Work instruction -
From the entries below, return exactly the lines beginning at the one that contains "written like (463,1081)." and ending at the one that contains "written like (244,656).", both of them included, and only those lines.

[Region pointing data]
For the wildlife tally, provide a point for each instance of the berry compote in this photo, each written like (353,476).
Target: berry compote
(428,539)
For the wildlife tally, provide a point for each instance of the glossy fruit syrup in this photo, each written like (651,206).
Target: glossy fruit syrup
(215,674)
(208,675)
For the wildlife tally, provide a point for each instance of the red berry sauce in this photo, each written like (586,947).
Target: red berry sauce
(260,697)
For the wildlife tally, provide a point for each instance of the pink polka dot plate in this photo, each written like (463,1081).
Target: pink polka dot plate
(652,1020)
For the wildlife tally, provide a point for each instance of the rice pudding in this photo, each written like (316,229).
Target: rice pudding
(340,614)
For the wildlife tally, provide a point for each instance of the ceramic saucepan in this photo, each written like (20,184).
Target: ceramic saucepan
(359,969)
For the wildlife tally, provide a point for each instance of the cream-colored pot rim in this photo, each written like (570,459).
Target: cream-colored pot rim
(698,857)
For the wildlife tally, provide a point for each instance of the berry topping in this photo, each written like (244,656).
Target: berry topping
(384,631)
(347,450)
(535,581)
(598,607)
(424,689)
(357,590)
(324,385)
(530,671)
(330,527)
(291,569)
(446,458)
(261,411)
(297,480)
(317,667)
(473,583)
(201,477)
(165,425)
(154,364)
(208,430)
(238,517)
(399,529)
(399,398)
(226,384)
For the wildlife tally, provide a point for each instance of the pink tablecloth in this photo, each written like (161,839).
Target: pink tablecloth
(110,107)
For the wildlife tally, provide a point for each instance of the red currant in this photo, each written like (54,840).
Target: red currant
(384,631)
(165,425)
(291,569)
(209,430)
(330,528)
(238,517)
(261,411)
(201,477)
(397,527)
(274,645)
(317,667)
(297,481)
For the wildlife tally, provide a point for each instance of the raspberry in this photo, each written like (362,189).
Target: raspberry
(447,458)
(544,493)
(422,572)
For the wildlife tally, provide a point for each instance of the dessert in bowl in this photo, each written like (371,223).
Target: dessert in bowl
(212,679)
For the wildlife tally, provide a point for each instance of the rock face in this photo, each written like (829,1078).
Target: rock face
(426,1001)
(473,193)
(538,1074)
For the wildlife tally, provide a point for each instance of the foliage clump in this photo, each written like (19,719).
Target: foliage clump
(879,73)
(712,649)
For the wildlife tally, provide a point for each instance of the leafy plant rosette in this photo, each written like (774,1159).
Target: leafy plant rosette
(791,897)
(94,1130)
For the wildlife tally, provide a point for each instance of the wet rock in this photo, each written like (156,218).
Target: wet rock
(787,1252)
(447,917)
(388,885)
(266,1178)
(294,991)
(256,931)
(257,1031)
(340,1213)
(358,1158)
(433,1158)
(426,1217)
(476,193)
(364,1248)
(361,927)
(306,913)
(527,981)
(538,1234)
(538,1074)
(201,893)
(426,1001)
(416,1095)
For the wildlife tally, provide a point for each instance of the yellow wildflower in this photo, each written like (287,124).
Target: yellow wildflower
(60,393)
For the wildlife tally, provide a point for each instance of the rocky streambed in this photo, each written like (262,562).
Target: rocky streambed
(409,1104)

Answer to this exercise -
For the wildlife tally, provide a point for each instance of the pink polka dot plate in this photo, each written like (463,1081).
Target: pink polka dot plate
(652,1020)
For the wildlife tally, provide a point for each instance of the rice pudding in this photo, each written like (316,229).
Target: rice pudding
(340,614)
For the wildlife tally, provide a point for each instance of the ceramic saucepan in this photo, each written like (20,184).
Target: ceramic saucepan
(359,969)
For the wildlife tally, provide a point for each instance of the cream-colored pot rim in this photo, each written like (570,459).
Target: cream-colored pot rim
(698,857)
For the wildlife tally, provide a point for each instance of the berry topping in this photo, each written like (244,656).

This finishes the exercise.